# 1x4 Shelf layout progress



## CrazySpence (Jan 15, 2015)

So a month ago I designed a basic 1x4 shelf layout for switching. It's small, it's tricky and it works. I posted it in the general a month ago I think but this post is going to be a running progress of it from here on out.

It currently resides on a shelf at my desk at work, everyone else has all sorts of personal stuff hanging around so this is my version of "personal stuff" 

It can be operated in a couple of fashions, you can just take the inbound cars and place it then be done or you can place the cars out then have another car come in and try to swap them or if you really hate being productive you can do a full swap 3 cars for 3 cars.

Here is my original post a month ago with the original design image and a couple whacks and testing if it worked: http://www.philtopia.com/?p=2029

Here is my current progress: http://www.philtopia.com/?p=2066

And here's some images for those who don't want to follow links


----------



## Magic (Jan 28, 2014)

That's making the most of a small space. 
Do you get any work done at work???

Magic


----------



## Cycleops (Dec 6, 2014)

Nice layout. I have a penchant for small compact layouts too. Couldn't you replace those four turnouts with a double slip? Just a thought.


----------



## CrazySpence (Jan 15, 2015)

@Magic Yes, I do get work done, this just entertains me at lunch or when I need a break heh


@Cycleops No, a double slip wouldn't work I need to be able to run around to spot my tank car and it gives me space for 1 car when I am trying to do the more complicated swaps.


----------



## Cycleops (Dec 6, 2014)

CrazySpence said:


> @Cycleops No, a double slip wouldn't work I need to be able to run around to spot my tank car and it gives me space for 1 car when I am trying to do the more complicated swaps.


I can see that now.


----------



## dsertdog56 (Oct 26, 2014)

Nice job of getting a working layout in an unusual place!


----------



## CrazySpence (Jan 15, 2015)

Here's a video of the layout working in its current state

https://youtu.be/PqzJVmbJnqA


----------



## CrazySpence (Jan 15, 2015)

May layout updates!

Took the layout home and did some early scenic work.

Blog post:
http://www.philtopia.com/?p=2084

Quick Pics:


----------



## tjcruiser (Jan 10, 2010)

Spence,

Can you downsize your images, going forward? We have a new forum auto-resize tool going, but for some reason, your large images are getting bogged down in the tool, taking several moments to auto-scale and display each image.

Just a suggestion, going forward.

TJ


----------



## rhikdavis (May 19, 2015)

Very cool....


----------



## Mr.Buchholz (Dec 30, 2011)

Awesome! If I had an office at work, I'd be tempted to try something like that!

-J.


----------

========================================================================

* _WHAT IS ASKED_:
a) Name every user who authored a post in the shelf layout thread, listing each name once.
b) Reproduce the section of the shelf layout thread that begins with the words containing "# 1x4 Shelf" and ends with "for 3 cars.".
c) In the shelf layout thread, where did the layout reside at the time of the first post?

========================================================================

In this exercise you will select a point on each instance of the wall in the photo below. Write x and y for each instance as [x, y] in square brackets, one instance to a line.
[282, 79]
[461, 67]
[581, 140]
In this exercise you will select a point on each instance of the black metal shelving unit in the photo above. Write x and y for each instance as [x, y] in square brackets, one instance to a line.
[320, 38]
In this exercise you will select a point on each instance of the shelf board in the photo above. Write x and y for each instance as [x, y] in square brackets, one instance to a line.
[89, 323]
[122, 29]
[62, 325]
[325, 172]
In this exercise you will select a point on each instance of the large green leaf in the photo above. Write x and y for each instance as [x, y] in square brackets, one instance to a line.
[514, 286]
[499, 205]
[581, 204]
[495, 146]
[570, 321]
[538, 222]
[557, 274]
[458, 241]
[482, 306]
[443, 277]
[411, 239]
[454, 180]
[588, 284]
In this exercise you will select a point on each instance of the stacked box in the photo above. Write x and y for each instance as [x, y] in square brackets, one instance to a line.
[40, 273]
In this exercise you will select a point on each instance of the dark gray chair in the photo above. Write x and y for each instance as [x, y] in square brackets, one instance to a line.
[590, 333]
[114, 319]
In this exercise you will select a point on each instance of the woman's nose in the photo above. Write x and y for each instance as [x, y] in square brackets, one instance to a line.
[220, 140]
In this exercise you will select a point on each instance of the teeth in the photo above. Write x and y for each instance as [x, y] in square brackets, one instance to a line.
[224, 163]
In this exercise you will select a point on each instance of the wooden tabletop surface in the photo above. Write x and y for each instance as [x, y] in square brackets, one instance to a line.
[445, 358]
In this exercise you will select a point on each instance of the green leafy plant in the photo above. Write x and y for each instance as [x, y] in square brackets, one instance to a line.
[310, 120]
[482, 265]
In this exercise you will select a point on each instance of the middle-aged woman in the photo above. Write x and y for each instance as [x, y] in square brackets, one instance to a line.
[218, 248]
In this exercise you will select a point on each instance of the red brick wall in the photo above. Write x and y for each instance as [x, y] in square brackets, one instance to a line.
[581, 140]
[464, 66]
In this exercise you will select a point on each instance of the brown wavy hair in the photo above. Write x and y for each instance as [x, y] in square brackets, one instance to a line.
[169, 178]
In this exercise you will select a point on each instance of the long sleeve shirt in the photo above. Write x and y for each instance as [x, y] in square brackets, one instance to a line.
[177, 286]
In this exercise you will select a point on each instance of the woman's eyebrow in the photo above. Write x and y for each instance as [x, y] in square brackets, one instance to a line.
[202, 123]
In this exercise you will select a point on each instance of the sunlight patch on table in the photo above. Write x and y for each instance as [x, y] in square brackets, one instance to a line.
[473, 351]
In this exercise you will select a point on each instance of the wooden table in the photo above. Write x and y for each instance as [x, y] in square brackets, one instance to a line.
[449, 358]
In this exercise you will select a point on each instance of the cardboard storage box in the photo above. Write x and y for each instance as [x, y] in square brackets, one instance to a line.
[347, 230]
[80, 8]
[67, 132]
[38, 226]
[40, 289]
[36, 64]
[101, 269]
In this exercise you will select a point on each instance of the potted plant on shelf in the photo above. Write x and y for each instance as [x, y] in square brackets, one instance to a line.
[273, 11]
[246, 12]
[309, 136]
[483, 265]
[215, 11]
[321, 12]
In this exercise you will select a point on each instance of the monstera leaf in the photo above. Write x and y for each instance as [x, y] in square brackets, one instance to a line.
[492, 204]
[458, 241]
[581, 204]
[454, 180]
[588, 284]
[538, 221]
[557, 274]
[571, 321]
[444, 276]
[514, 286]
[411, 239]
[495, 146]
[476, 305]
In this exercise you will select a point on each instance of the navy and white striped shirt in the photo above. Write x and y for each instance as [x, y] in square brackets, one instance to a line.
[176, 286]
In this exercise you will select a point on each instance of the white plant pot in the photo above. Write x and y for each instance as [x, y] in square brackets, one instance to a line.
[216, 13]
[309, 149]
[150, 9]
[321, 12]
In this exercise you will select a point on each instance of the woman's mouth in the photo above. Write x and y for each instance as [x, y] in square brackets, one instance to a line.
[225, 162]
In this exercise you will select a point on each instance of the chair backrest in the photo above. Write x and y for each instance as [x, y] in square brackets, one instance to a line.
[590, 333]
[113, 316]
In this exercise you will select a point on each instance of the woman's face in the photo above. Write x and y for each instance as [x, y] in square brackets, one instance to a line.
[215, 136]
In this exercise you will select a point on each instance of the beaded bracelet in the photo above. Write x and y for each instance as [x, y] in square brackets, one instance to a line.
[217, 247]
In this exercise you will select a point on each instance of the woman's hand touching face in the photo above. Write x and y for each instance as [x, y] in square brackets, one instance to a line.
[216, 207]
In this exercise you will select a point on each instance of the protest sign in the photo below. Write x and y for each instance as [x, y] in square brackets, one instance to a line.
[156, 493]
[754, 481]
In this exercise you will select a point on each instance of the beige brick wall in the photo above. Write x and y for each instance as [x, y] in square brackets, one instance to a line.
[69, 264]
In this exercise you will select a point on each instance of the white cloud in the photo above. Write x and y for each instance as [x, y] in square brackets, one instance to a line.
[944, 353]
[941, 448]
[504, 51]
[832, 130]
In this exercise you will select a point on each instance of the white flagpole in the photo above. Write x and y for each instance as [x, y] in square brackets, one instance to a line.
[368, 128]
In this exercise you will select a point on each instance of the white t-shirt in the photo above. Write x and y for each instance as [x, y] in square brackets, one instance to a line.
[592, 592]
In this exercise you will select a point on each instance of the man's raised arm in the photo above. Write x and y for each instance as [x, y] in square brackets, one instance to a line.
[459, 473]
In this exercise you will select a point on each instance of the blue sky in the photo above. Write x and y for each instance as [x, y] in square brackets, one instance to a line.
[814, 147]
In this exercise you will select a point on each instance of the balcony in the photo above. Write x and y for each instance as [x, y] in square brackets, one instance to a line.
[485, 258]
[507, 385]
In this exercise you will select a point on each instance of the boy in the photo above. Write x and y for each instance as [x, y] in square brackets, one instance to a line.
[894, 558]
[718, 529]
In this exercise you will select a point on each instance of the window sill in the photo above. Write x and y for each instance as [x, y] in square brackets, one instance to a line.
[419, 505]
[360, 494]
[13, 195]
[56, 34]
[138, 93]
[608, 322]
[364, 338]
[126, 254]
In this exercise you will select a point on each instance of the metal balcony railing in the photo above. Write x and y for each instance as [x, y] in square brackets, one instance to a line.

========================================================================

* _ANSWER LIST_:
a) CrazySpence, Magic, Cycleops, dsertdog56, tjcruiser, rhikdavis, Mr.Buchholz

b)
# 1x4 Shelf layout progress



## CrazySpence (Jan 15, 2015)

So a month ago I designed a basic 1x4 shelf layout for switching. It's small, it's tricky and it works. I posted it in the general a month ago I think but this post is going to be a running progress of it from here on out.

It currently resides on a shelf at my desk at work, everyone else has all sorts of personal stuff hanging around so this is my version of "personal stuff" 

It can be operated in a couple of fashions, you can just take the inbound cars and place it then be done or you can place the cars out then have another car come in and try to swap them or if you really hate being productive you can do a full swap 3 cars for 3 cars.

c) On a shelf at the poster's desk at work.